TEXT FOR ANALYSIS:

Content starts

It did take a lousy Tuesday to bring out the ‘protectionist’ in him or it did take a lousy Tuesday for me to understand a computer salesman was more than one? This lousy Tuesday began like most other days, packed with the usual things most of us in the ‘working class’ do for a living. A couple of meetings, a few brain storming sessions on how to improve this and that… mostly that, which included, scheming plans on how go one up on colleagues and other devious ways of manipulating people into thinking your way.
Anyways, a meeting of the morning seemed to go on and on, forever. After a point in time, which was about 28 minutes into the conversation, it all seemed as if two out of the three men sitting on the other side were suffering from verbal diarrhoea. Everything they said was so loose and insipid that it didn’t hold water, or was it only that. Putting up with that was one hell of a task. Naturally, things got delayed and most of all, lunch was delayed. That caused a lot of burden on the thinking process, as an already stretched system was now working overtime to compensate for the wants of a modern day working class professional.
Post lunch, post the scheming, post the bitching, post the posting on my favourite social network I realised my ‘brand new’ laptop, only about a couple of weeks old was persisting with its non-cooperative movement, by making sure the most crucial part of my interface with it, the track pad, acted in a manner that could easily be described as non cooperative. The cursor would get stuck at all the wrong places, at the most inopportune moment creating what in these days is popularly called, #awkwardmoment. Believe me; I have had plenty in the past couple of weeks.
I went down to remind my IT Manager about the issue. Since I had already told him several times about my frustration with the silly track pad, I was now a little upset because no service person had come in to take a look at it. When he expressed his inability to get the service person over, I said I will throw my weight around a little and make sure he lands up in the office, ASAP! I dialled his number; he was not reachable. I dialled his number again and again, he was not reachable! I could see Murphy ROFL in the corner of my eye. This infuriated me even further, as a ‘conspiracy theory’ flashed through like ‘Breaking News’ across my over burdened synaptic pathway. Could it be an ‘inside job’ where somebody told him about my call and he ran to the basement to cut off any chance of connecting with him?

Content ends

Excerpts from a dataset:
Content starts

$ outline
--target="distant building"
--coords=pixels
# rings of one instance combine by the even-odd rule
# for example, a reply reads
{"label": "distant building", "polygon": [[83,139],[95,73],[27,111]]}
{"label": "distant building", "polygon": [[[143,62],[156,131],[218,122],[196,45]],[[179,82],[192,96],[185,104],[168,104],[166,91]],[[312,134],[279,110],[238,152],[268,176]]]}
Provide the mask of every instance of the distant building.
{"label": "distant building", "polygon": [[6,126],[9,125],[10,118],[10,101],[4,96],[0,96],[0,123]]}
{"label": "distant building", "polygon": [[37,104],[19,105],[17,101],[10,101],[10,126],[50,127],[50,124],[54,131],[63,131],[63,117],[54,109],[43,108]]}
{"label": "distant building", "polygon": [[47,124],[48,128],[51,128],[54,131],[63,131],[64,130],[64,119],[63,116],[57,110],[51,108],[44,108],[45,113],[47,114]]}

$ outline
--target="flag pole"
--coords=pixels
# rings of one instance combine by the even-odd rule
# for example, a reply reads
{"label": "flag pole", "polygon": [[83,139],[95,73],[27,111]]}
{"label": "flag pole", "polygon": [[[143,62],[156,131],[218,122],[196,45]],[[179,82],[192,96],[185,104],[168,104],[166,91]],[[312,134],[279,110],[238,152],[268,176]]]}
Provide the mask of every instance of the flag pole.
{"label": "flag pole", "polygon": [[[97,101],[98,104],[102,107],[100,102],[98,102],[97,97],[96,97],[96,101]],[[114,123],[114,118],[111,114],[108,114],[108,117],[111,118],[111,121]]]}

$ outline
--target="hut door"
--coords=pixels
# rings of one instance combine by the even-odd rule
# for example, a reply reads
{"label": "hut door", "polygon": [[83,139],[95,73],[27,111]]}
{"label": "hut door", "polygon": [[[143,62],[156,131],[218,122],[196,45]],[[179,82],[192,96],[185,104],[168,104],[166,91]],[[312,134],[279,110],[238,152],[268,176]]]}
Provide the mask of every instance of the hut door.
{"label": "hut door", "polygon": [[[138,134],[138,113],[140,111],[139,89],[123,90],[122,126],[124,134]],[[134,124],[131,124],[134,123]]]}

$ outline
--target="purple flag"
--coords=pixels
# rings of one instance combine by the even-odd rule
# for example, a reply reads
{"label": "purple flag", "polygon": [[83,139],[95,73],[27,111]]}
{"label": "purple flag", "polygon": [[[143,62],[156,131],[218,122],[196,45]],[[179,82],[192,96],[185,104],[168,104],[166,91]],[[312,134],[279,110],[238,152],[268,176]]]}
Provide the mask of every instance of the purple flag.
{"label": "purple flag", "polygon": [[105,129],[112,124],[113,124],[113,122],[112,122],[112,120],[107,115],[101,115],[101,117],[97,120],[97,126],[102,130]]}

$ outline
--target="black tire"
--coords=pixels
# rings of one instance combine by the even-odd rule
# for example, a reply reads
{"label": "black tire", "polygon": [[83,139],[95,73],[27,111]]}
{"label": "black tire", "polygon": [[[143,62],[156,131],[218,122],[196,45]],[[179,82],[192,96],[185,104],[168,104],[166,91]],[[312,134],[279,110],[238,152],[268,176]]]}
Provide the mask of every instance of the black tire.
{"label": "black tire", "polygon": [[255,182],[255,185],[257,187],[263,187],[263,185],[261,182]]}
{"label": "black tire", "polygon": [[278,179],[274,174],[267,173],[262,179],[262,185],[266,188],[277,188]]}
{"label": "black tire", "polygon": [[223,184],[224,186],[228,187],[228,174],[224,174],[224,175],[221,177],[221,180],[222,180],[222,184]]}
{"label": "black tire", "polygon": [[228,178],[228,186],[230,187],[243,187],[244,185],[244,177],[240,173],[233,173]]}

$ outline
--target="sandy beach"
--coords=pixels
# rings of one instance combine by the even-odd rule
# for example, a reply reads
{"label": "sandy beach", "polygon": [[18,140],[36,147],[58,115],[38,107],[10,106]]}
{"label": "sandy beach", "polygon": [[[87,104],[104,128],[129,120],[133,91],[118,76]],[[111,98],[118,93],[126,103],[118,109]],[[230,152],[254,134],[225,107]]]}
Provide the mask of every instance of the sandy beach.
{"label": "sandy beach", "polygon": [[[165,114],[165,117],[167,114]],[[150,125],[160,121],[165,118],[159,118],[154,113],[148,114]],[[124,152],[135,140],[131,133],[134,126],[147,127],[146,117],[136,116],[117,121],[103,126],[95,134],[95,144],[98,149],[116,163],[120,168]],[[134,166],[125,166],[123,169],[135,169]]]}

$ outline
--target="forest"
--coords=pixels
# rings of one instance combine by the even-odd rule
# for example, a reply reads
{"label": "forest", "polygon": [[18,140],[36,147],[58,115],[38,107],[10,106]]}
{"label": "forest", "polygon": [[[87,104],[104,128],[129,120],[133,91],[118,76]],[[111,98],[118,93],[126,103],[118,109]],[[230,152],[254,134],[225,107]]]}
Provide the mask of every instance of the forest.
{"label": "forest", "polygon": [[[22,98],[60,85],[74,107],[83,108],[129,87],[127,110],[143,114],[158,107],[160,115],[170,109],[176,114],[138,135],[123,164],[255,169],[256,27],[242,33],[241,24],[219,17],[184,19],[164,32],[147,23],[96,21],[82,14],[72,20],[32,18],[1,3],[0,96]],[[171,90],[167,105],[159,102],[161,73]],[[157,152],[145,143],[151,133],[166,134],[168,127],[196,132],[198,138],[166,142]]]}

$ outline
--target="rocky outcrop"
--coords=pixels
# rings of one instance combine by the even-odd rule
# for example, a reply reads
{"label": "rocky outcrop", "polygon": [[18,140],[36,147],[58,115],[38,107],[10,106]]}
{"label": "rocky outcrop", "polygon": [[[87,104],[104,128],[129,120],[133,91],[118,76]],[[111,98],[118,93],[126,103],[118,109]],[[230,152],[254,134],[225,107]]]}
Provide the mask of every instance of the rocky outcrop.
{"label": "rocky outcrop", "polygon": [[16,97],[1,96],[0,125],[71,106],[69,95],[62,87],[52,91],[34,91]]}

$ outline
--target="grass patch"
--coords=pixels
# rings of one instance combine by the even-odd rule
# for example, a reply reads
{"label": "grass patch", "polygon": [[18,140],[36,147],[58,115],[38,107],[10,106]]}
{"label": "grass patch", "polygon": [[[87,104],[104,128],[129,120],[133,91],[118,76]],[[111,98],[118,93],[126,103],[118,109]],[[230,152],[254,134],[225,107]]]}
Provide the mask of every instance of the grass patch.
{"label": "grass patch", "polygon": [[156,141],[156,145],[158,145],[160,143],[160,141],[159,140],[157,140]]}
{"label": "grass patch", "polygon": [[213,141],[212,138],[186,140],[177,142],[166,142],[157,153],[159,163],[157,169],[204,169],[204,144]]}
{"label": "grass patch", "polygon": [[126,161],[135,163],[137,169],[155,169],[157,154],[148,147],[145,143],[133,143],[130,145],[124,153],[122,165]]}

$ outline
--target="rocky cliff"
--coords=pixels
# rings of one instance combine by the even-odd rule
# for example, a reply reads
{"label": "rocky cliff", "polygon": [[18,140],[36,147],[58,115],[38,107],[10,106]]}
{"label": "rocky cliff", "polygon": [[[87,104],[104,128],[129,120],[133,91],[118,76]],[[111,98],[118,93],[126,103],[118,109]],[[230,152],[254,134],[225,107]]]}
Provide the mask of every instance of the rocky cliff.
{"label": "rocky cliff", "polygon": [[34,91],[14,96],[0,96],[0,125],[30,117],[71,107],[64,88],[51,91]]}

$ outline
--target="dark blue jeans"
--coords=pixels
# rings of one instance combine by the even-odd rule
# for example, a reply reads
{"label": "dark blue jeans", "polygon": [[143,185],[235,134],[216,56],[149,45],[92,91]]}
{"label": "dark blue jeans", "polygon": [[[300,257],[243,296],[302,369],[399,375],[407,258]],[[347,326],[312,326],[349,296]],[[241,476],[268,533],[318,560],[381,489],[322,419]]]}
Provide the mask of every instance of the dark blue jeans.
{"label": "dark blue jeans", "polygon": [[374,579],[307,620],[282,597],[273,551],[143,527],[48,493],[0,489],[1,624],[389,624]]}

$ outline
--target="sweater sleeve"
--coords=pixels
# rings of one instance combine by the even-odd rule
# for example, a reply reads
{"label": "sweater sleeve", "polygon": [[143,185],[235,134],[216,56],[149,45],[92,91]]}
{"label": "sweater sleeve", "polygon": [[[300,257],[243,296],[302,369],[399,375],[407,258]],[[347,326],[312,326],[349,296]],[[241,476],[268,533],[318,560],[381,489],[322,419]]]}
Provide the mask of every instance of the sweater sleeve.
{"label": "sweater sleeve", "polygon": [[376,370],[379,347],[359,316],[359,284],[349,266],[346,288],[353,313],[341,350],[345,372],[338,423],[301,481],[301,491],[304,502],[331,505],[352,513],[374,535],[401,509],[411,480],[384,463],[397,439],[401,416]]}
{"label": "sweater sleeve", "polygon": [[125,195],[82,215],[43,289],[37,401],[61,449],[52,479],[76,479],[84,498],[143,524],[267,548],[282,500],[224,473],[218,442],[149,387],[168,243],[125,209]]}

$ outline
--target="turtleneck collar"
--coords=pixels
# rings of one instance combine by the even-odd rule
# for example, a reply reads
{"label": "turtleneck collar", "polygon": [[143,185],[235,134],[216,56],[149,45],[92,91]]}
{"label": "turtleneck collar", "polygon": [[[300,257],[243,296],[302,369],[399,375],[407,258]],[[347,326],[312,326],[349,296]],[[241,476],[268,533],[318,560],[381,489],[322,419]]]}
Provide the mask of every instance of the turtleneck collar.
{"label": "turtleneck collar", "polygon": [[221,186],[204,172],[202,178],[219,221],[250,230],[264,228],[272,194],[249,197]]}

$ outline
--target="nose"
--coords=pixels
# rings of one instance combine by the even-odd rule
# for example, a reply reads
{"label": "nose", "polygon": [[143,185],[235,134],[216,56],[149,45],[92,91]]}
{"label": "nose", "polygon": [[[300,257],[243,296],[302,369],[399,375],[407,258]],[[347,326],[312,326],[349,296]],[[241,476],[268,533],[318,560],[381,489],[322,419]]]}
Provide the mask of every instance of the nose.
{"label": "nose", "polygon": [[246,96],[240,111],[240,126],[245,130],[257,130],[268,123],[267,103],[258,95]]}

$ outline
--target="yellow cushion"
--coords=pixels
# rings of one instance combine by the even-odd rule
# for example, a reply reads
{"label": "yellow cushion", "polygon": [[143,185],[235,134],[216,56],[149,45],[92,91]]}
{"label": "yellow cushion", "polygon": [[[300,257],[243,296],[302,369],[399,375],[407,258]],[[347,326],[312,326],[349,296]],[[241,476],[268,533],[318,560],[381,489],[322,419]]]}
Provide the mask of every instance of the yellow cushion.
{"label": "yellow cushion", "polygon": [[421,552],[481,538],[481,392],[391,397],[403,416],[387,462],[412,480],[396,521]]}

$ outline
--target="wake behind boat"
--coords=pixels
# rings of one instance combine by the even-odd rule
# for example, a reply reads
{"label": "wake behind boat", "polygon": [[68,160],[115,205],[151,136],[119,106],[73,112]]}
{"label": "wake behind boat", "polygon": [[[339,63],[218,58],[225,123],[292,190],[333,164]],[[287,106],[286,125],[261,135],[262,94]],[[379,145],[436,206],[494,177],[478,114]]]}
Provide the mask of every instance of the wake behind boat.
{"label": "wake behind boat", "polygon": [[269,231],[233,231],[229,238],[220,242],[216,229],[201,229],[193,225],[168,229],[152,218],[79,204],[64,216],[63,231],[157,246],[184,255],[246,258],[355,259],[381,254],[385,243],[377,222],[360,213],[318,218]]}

Content ends

PROBLEMS AND TASKS:
A. Decide whether each statement agrees with the text about the lousy Tuesday: (i) the laptop was new when its track pad acted up; (ii) the service person answered on a repeated call; (iii) the long morning meeting pushed lunch back. Give yes or no for each, with the deciding words of the text quoted exactly.
B. Resume the text about the lousy Tuesday at the point where it stops, and keep its voice.

RESPONSES PER TASK:
A.
(i) Yes: "my ‘brand new’ laptop, only about a couple of weeks old"
(ii) No: "I dialled his number again and again, he was not reachable!"
(iii) Yes: "Naturally, things got delayed and most of all, lunch was delayed."

B.
Not the one to give up, I quickly picked up a landline dialled his number again. Connected! #Awkwardmoment number? Don’t know, don’t care! Nevertheless, this is when I was to be enlightened about this new avatar of our friendly computer salesman. The moment the phone connected, I ranted furiously as to why nobody was there to check on my ‘bloody’ system. My childhood Anglo-Indian influence was beginning to show. Abruptly, I was cut off by the salesman, saying what did you just say Saar? I was taken aback momentarily; I thought he didn’t understand so I repeated myself again, “Why isn’t anybody here to check on my ‘bleedy’ system? Hoping a little more of the local accent would perhaps, make him understand the seriousness of the situation. What he told me after that came as a big surprise, to say the least!
He actually said, “Saar, don’t call yany systems yany names, please! What do you think, if you have a dog, will you allow yanybody to call it bleddy dog? Tell tell, I was dumbstruck! Here was a champion of a system! A system of the down! Another flash appears on my hapless brain cells which read, “Democracy isn’t a great thing”. This was followed by images of thousands of abused computers, laptops, tablets, even some smart phones taking out a morcha led by this ‘topi clad’ laptop salesman holding a placard which read ‘Prashant Murdabad’ hurried through my mind. I slammed the phone, looked up and saw complete shock and surprise on my colleagues’ faces who apparently had been privy to my conversation with the salesman.
As expected, the evening went quiet, mostly because I never ever recovered from that conversation and decided not to say anything against anybody, or anything!
*Red Herring – No keys on the keypad, no extra charging of batteries, no excess use of the monitor or computing power or for that matter nothing in excess on this computer was ever used in writing this article.